++++ PROVIDED RECORDS
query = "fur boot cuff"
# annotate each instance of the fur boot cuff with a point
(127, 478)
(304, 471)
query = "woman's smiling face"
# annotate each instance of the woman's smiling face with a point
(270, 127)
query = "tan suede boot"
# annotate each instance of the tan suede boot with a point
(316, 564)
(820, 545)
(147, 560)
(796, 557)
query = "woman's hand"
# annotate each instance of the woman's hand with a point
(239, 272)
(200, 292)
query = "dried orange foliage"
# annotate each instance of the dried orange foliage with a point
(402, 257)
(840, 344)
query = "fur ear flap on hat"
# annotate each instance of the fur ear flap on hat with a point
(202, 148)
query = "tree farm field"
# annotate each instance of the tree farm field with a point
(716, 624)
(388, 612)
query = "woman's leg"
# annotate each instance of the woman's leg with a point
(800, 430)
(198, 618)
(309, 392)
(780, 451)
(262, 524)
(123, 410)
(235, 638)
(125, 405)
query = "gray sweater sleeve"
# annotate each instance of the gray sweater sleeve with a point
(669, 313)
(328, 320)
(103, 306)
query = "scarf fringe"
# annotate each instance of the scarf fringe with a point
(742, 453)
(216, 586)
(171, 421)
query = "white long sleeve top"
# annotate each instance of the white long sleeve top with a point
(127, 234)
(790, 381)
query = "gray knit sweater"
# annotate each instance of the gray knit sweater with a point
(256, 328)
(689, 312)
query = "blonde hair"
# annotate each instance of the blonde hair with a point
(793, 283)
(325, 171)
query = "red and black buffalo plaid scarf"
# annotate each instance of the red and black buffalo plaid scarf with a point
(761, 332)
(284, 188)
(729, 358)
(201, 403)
++++++++
*TASK REQUIREMENTS:* Pull out every line in the rows above that contains the string "sleeve", copying each line in full.

*EXERCISE RESPONSE:*
query = "gray sweater sleeve"
# annotate each instance of the gray sweater sleeve with a point
query = "white long sleeve top"
# annotate each instance of the white long sleeve top with a point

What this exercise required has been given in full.